> [Consigne 1]
Recopiez sans rien changer un passage de l'extrait sur les travaux publics et les grandes routes : commencez aux mots « Les sommes consacrées » et arrêtez-vous après « cinq années précédentes. ».
> [Consigne 2]
Répondez brièvement d'après l'extrait sur les travaux publics et les grandes routes.
(a) Quelle somme en roupies a été consacrée aux travaux publics pendant l'exercice 1851-52 ?
(b) Combien y a-t-il de grandes voies de communication par terre appelées Trunk-Roads ?
(c) À quoi la route de Calcutta à Bombay est-elle surtout destinée ?
> [Consigne 3]
D'après l'extrait sur les travaux publics et les grandes routes, pourquoi la route de Calcutta à Bombay est-elle appelée route de poste ? Répondez en une à trois phrases.

Les sommes consacrées aux travaux publics pendant l’exercice 1851-52 ont atteint le chiffre de 6,935,290 roupies ou environ 17,338,225 fr, ce qui dépasse d’à peu près 9,600,000 francs la moyenne des cinq années précédentes.

Les grandes voies de communication par terre, désignées dans les Statistical Papers sous le nom de Trunk-Roads ou routes de tronc (grandes routes de première classe), sont au nombre de trois. Celle de Calcultta à Peshawâr passe par Delhi, Karnoul, Lodianah, Ferozepore, Lahore[15]. Celle de Calcutta à Bombay (route de poste), c’est-à-dire destinée surtout au transport des dépêches) passe par Sumbelpôre, Raépôre, Nagpôre, Ouramwătty, Aurungabâd, Ahmădnaggăr et Kalian[16]. Celle de Bombay à Agra, reliant l’ouest et le centre de l’Hindoustan propre à la grande route militaire de Calcutta à Peshawăr, passe par Maloedj Ghât, Nanăk, Sindwah, Akbărpôre, Indore, Oudjaïn, Gwaliăr[17]. Les embranchemens du grand tronc macadamisé et les grandes routes de deuxième classe sont déjà nombreux et se multiplient ou se complètent par des efforts annuels sagement combinés, dont nous ne pouvons donner ici le détail. Il en est de même des chemins vicinaux.

> [Données enregistrées]
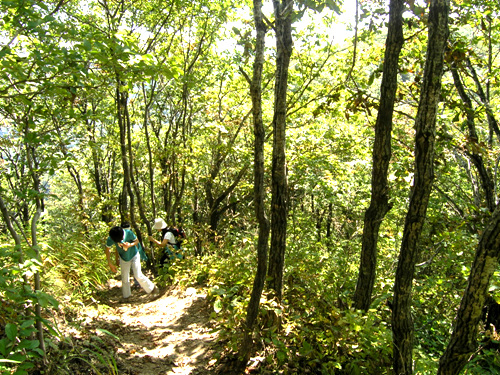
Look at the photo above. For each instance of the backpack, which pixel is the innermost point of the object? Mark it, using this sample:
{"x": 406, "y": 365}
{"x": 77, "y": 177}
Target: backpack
{"x": 179, "y": 234}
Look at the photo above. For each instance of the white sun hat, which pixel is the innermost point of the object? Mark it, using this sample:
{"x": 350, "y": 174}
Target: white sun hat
{"x": 159, "y": 224}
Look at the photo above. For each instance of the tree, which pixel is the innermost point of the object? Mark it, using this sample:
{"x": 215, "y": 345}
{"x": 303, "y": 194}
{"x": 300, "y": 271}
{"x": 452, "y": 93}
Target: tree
{"x": 283, "y": 11}
{"x": 379, "y": 203}
{"x": 259, "y": 185}
{"x": 402, "y": 326}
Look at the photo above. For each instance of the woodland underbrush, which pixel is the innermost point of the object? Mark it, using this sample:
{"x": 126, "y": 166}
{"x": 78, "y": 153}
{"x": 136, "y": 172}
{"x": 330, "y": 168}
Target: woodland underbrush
{"x": 319, "y": 332}
{"x": 314, "y": 329}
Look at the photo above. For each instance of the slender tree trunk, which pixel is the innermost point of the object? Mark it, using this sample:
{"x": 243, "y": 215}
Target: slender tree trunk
{"x": 279, "y": 210}
{"x": 259, "y": 186}
{"x": 379, "y": 203}
{"x": 463, "y": 339}
{"x": 473, "y": 148}
{"x": 425, "y": 123}
{"x": 33, "y": 169}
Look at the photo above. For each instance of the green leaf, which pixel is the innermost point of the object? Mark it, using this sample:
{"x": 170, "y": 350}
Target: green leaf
{"x": 11, "y": 331}
{"x": 218, "y": 306}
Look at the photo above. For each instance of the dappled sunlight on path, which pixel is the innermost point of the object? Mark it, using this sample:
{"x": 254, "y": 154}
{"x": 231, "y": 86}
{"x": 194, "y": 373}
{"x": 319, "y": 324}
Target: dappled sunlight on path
{"x": 170, "y": 335}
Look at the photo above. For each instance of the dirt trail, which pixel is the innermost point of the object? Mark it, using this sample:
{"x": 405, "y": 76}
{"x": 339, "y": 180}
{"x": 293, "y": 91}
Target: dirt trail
{"x": 169, "y": 335}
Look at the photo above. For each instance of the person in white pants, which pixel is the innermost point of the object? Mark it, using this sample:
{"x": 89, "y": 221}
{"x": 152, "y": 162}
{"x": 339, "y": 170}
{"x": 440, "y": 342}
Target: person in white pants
{"x": 128, "y": 248}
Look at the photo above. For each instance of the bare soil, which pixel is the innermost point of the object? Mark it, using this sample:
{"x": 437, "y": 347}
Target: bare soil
{"x": 171, "y": 334}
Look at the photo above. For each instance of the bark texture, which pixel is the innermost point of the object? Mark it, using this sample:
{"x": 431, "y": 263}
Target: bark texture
{"x": 379, "y": 203}
{"x": 463, "y": 339}
{"x": 425, "y": 123}
{"x": 259, "y": 186}
{"x": 279, "y": 210}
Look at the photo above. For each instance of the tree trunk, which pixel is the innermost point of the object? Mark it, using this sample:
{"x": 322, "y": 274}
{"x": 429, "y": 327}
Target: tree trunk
{"x": 259, "y": 186}
{"x": 425, "y": 123}
{"x": 283, "y": 20}
{"x": 463, "y": 339}
{"x": 379, "y": 203}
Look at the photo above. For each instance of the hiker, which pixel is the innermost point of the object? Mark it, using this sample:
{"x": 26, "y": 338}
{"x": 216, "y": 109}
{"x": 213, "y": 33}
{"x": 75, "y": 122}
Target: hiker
{"x": 169, "y": 242}
{"x": 144, "y": 257}
{"x": 127, "y": 249}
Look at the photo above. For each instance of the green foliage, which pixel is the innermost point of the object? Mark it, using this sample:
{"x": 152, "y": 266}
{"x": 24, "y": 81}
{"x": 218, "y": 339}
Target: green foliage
{"x": 19, "y": 350}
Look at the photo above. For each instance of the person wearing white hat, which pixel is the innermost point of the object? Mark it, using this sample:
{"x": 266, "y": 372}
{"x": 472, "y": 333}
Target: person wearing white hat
{"x": 168, "y": 241}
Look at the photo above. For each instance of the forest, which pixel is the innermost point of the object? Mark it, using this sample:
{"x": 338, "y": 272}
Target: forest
{"x": 339, "y": 188}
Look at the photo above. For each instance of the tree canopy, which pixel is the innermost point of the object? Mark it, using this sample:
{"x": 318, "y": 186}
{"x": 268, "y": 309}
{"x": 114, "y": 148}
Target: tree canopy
{"x": 339, "y": 191}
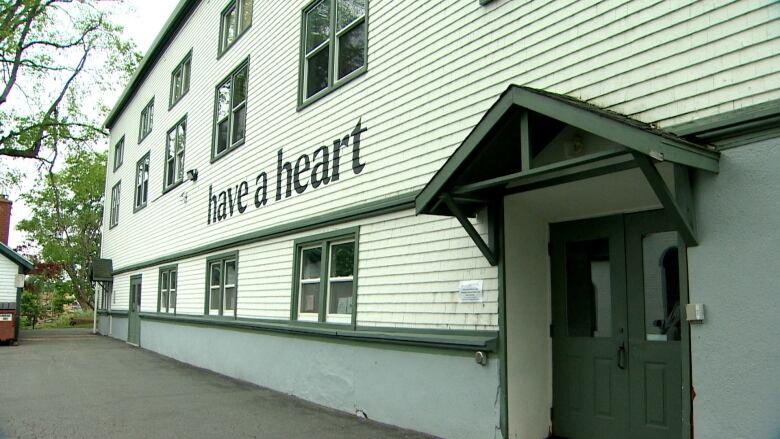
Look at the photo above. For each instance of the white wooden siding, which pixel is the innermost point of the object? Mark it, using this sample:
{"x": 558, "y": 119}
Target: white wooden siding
{"x": 409, "y": 270}
{"x": 8, "y": 272}
{"x": 433, "y": 70}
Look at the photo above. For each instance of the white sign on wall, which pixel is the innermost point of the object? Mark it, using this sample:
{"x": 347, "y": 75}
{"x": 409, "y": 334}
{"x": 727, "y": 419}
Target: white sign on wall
{"x": 470, "y": 291}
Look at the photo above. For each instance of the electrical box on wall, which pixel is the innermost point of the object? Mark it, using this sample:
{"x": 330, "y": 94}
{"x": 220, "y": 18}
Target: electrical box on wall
{"x": 694, "y": 312}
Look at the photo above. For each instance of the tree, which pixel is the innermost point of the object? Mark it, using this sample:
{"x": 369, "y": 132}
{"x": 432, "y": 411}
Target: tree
{"x": 67, "y": 215}
{"x": 57, "y": 59}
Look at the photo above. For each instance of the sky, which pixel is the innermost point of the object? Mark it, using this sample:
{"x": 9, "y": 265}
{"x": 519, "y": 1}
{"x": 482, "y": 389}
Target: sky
{"x": 143, "y": 20}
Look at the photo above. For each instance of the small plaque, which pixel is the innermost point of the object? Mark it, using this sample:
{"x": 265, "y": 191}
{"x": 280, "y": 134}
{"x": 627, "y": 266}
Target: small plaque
{"x": 470, "y": 291}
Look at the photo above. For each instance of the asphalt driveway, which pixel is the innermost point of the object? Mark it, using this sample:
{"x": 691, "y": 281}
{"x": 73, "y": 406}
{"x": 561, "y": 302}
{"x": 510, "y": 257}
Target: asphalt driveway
{"x": 72, "y": 384}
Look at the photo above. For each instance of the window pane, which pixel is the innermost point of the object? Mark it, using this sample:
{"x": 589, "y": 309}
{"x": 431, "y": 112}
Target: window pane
{"x": 340, "y": 298}
{"x": 230, "y": 273}
{"x": 246, "y": 14}
{"x": 215, "y": 277}
{"x": 352, "y": 47}
{"x": 239, "y": 87}
{"x": 310, "y": 298}
{"x": 588, "y": 289}
{"x": 222, "y": 134}
{"x": 317, "y": 25}
{"x": 348, "y": 11}
{"x": 239, "y": 124}
{"x": 230, "y": 297}
{"x": 342, "y": 259}
{"x": 311, "y": 263}
{"x": 317, "y": 72}
{"x": 223, "y": 101}
{"x": 229, "y": 27}
{"x": 662, "y": 286}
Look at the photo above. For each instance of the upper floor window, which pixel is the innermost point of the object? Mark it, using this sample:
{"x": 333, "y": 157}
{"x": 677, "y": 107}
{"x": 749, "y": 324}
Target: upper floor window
{"x": 325, "y": 288}
{"x": 167, "y": 297}
{"x": 114, "y": 214}
{"x": 180, "y": 80}
{"x": 141, "y": 183}
{"x": 230, "y": 111}
{"x": 333, "y": 47}
{"x": 147, "y": 117}
{"x": 222, "y": 280}
{"x": 174, "y": 154}
{"x": 119, "y": 152}
{"x": 236, "y": 18}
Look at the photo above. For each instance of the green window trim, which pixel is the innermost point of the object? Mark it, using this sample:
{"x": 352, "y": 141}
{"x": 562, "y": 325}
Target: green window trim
{"x": 214, "y": 304}
{"x": 322, "y": 300}
{"x": 234, "y": 21}
{"x": 230, "y": 123}
{"x": 116, "y": 195}
{"x": 141, "y": 193}
{"x": 167, "y": 287}
{"x": 173, "y": 166}
{"x": 146, "y": 123}
{"x": 347, "y": 34}
{"x": 119, "y": 152}
{"x": 180, "y": 80}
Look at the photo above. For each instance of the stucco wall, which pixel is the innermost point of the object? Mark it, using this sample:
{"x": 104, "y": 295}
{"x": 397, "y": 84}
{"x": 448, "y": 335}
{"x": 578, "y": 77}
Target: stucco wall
{"x": 444, "y": 393}
{"x": 734, "y": 273}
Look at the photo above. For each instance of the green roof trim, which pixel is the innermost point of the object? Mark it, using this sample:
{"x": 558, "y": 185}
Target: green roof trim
{"x": 632, "y": 134}
{"x": 16, "y": 258}
{"x": 169, "y": 31}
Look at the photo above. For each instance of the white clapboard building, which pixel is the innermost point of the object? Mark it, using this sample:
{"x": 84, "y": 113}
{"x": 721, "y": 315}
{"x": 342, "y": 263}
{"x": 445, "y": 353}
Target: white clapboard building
{"x": 475, "y": 219}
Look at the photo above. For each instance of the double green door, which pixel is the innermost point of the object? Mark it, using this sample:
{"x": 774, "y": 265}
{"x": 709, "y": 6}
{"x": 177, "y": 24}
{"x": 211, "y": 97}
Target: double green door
{"x": 616, "y": 328}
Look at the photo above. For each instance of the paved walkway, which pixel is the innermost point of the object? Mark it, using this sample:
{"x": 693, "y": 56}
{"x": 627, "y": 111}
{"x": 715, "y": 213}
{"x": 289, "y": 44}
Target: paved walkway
{"x": 72, "y": 384}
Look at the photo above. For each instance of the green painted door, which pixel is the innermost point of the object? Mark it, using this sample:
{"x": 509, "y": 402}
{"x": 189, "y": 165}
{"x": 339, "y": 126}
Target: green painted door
{"x": 133, "y": 318}
{"x": 616, "y": 348}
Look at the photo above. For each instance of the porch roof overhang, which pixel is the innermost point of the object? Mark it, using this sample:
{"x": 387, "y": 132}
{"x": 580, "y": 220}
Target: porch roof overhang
{"x": 495, "y": 159}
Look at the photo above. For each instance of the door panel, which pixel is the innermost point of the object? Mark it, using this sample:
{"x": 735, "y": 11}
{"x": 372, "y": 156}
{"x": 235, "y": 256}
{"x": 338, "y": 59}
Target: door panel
{"x": 133, "y": 317}
{"x": 616, "y": 328}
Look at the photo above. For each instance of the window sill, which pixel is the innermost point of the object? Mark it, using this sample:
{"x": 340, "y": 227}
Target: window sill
{"x": 443, "y": 339}
{"x": 303, "y": 103}
{"x": 172, "y": 187}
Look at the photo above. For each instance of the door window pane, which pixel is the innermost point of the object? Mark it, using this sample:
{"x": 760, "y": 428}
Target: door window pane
{"x": 661, "y": 286}
{"x": 588, "y": 289}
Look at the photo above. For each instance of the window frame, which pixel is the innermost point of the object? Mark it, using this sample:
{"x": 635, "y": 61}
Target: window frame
{"x": 230, "y": 117}
{"x": 333, "y": 82}
{"x": 179, "y": 156}
{"x": 219, "y": 312}
{"x": 148, "y": 108}
{"x": 325, "y": 241}
{"x": 119, "y": 146}
{"x": 116, "y": 195}
{"x": 172, "y": 100}
{"x": 167, "y": 270}
{"x": 223, "y": 47}
{"x": 136, "y": 185}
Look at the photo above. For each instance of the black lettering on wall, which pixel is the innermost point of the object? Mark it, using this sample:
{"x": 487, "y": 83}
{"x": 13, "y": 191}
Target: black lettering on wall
{"x": 261, "y": 193}
{"x": 357, "y": 167}
{"x": 279, "y": 168}
{"x": 243, "y": 190}
{"x": 316, "y": 181}
{"x": 300, "y": 188}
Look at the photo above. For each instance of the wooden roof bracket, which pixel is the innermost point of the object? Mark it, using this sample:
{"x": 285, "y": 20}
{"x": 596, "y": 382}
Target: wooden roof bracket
{"x": 679, "y": 207}
{"x": 490, "y": 251}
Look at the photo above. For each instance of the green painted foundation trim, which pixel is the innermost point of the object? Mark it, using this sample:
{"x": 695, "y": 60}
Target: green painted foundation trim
{"x": 444, "y": 339}
{"x": 373, "y": 208}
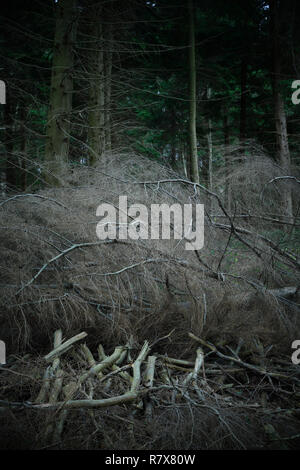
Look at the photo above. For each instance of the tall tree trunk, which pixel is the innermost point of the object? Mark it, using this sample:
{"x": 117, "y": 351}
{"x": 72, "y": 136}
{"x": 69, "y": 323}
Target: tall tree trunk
{"x": 210, "y": 147}
{"x": 227, "y": 160}
{"x": 58, "y": 128}
{"x": 96, "y": 119}
{"x": 23, "y": 182}
{"x": 279, "y": 111}
{"x": 194, "y": 170}
{"x": 108, "y": 84}
{"x": 243, "y": 102}
{"x": 11, "y": 160}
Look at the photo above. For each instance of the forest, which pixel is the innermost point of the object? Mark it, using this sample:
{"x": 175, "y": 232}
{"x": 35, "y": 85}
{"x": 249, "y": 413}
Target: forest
{"x": 123, "y": 332}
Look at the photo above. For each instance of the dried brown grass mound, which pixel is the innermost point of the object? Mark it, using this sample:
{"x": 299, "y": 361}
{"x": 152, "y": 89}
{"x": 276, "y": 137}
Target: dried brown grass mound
{"x": 55, "y": 272}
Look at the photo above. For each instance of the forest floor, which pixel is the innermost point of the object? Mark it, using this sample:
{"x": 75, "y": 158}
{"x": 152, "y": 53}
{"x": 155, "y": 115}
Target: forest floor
{"x": 142, "y": 344}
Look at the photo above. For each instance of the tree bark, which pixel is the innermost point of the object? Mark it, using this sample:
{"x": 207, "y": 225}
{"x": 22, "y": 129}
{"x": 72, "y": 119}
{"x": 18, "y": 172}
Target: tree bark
{"x": 58, "y": 128}
{"x": 96, "y": 119}
{"x": 243, "y": 102}
{"x": 194, "y": 170}
{"x": 279, "y": 111}
{"x": 226, "y": 159}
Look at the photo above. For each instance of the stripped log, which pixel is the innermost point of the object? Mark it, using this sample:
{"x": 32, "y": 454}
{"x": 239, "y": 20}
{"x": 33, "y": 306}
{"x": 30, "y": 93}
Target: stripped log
{"x": 64, "y": 347}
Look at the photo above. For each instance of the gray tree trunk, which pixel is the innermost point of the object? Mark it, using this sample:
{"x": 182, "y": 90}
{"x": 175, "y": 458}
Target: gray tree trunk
{"x": 59, "y": 116}
{"x": 279, "y": 112}
{"x": 96, "y": 116}
{"x": 194, "y": 170}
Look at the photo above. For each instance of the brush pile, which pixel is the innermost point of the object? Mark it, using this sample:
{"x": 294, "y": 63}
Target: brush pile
{"x": 205, "y": 355}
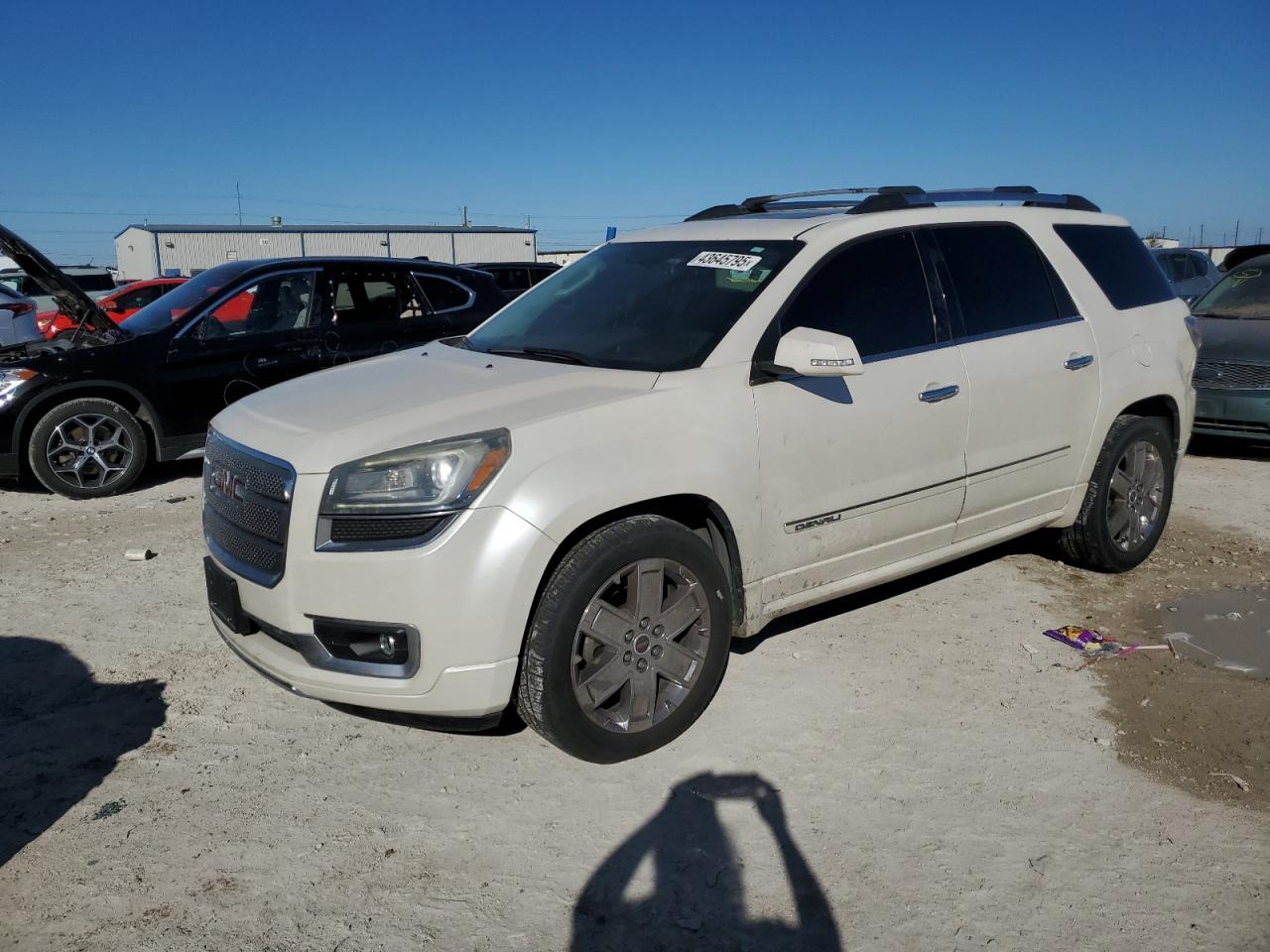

> [Réponse attendue 1]
Les sommes consacrées aux travaux publics pendant l’exercice 1851-52 ont atteint le chiffre de 6,935,290 roupies ou environ 17,338,225 fr, ce qui dépasse d’à peu près 9,600,000 francs la moyenne des cinq années précédentes.

> [Réponse attendue 2]
(a) 6,935,290 roupies.
(b) Trois.
(c) Au transport des dépêches.

> [Réponse attendue 3]
Elle est appelée route de poste parce qu'elle est destinée surtout au transport des dépêches.